- _DATA PROVIDED_:
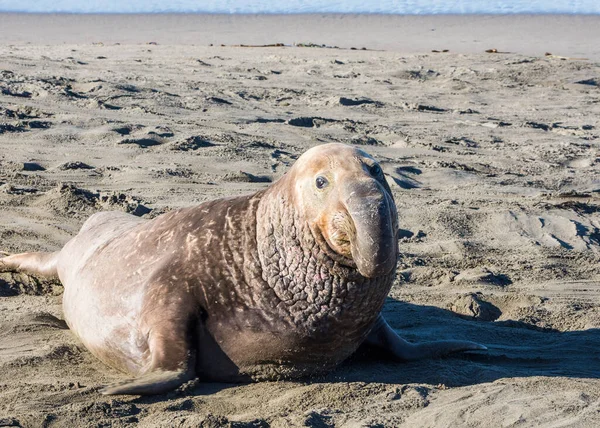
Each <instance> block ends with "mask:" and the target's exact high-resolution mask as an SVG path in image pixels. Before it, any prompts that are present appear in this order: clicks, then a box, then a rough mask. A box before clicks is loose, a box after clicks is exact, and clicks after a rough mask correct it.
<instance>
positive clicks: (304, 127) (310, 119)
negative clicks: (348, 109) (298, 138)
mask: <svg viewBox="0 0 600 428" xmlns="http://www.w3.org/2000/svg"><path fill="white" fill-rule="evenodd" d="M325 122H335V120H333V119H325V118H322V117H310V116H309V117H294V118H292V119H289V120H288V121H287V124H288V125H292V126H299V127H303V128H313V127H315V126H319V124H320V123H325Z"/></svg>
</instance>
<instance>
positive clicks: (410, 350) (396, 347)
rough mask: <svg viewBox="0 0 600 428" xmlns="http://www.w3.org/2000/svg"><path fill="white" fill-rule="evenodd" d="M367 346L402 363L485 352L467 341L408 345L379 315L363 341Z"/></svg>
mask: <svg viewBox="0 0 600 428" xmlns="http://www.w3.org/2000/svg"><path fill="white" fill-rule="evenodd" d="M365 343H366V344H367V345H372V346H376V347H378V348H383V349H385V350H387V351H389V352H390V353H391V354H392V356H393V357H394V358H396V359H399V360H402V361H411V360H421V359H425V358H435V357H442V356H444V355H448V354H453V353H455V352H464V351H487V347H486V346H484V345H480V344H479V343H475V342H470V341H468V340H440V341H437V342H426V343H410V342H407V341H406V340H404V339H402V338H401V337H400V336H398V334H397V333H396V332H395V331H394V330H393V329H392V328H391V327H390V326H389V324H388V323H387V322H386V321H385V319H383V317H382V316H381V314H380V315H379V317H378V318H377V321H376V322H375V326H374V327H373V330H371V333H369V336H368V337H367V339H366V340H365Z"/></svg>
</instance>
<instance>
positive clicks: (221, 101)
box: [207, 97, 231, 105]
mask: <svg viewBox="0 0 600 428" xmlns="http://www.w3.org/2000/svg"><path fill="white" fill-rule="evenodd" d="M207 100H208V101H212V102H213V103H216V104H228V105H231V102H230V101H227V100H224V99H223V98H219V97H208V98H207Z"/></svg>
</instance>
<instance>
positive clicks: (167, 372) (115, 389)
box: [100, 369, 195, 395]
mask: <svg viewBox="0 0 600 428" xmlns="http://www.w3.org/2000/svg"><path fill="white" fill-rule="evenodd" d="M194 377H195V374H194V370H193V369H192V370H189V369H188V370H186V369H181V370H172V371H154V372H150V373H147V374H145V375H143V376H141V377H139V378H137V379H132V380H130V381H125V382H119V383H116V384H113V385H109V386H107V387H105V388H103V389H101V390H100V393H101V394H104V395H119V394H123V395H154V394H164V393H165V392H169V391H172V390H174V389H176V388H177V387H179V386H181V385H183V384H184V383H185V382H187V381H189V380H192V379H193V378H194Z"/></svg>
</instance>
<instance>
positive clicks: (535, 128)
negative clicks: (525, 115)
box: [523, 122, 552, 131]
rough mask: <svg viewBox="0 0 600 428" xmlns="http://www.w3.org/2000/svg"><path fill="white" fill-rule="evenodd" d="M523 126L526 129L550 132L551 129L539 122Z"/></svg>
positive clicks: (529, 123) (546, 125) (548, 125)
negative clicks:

- _DIRECTIONS FOR THIS TASK_:
Leave out the pictures and return the rest of the records exactly.

- _OUTPUT FOR THIS TASK_:
Each <instance> block ends with "mask:" and the target's exact high-resolution mask as an SVG path in image pixels. Before it, any prompts that are present appear in this order: clicks, then a box, then a rough mask. A box before clicks is loose, a box after clicks is exact, and clicks after a rough mask correct it.
<instance>
positive clicks: (304, 127) (310, 119)
negative clicks: (348, 109) (298, 138)
mask: <svg viewBox="0 0 600 428" xmlns="http://www.w3.org/2000/svg"><path fill="white" fill-rule="evenodd" d="M325 122H335V120H333V119H325V118H322V117H310V116H309V117H294V118H292V119H289V120H288V121H287V124H288V125H292V126H299V127H303V128H313V127H315V126H319V124H320V123H325Z"/></svg>
</instance>
<instance>
positive clicks: (410, 350) (396, 347)
rough mask: <svg viewBox="0 0 600 428" xmlns="http://www.w3.org/2000/svg"><path fill="white" fill-rule="evenodd" d="M367 346L402 363L485 352L467 341L408 345L379 315L363 341Z"/></svg>
mask: <svg viewBox="0 0 600 428" xmlns="http://www.w3.org/2000/svg"><path fill="white" fill-rule="evenodd" d="M365 343H366V344H367V345H372V346H376V347H378V348H383V349H385V350H387V351H389V352H390V353H391V354H392V356H393V357H394V358H396V359H399V360H402V361H411V360H421V359H425V358H435V357H442V356H444V355H448V354H453V353H455V352H464V351H487V347H486V346H484V345H480V344H479V343H475V342H470V341H468V340H440V341H437V342H426V343H410V342H407V341H406V340H404V339H402V338H401V337H400V336H398V334H397V333H396V332H395V331H394V330H393V329H392V328H391V327H390V326H389V324H388V323H387V322H386V321H385V319H383V317H382V316H381V314H380V315H379V317H378V318H377V321H376V322H375V326H374V327H373V330H371V333H369V336H368V337H367V339H366V340H365Z"/></svg>
</instance>
<instance>
positive clicks: (221, 101)
box: [207, 97, 231, 105]
mask: <svg viewBox="0 0 600 428" xmlns="http://www.w3.org/2000/svg"><path fill="white" fill-rule="evenodd" d="M207 100H208V101H212V102H213V103H216V104H228V105H231V102H230V101H227V100H224V99H223V98H219V97H208V98H207Z"/></svg>
</instance>
<instance>
positive clicks: (167, 372) (115, 389)
box: [100, 369, 195, 395]
mask: <svg viewBox="0 0 600 428" xmlns="http://www.w3.org/2000/svg"><path fill="white" fill-rule="evenodd" d="M194 377H195V374H194V370H193V369H192V370H189V369H188V370H186V369H181V370H172V371H154V372H150V373H147V374H145V375H143V376H141V377H139V378H137V379H132V380H130V381H125V382H119V383H116V384H113V385H109V386H107V387H105V388H103V389H101V390H100V393H101V394H104V395H119V394H123V395H154V394H164V393H165V392H169V391H172V390H174V389H176V388H177V387H179V386H181V385H183V384H184V383H185V382H187V381H189V380H192V379H193V378H194Z"/></svg>
</instance>
<instance>
positive clicks: (535, 128)
negative clicks: (525, 115)
box: [523, 122, 552, 131]
rough mask: <svg viewBox="0 0 600 428" xmlns="http://www.w3.org/2000/svg"><path fill="white" fill-rule="evenodd" d="M523 126L526 129L550 132L551 129L539 122Z"/></svg>
positive clicks: (529, 123) (546, 125) (548, 125)
negative clicks:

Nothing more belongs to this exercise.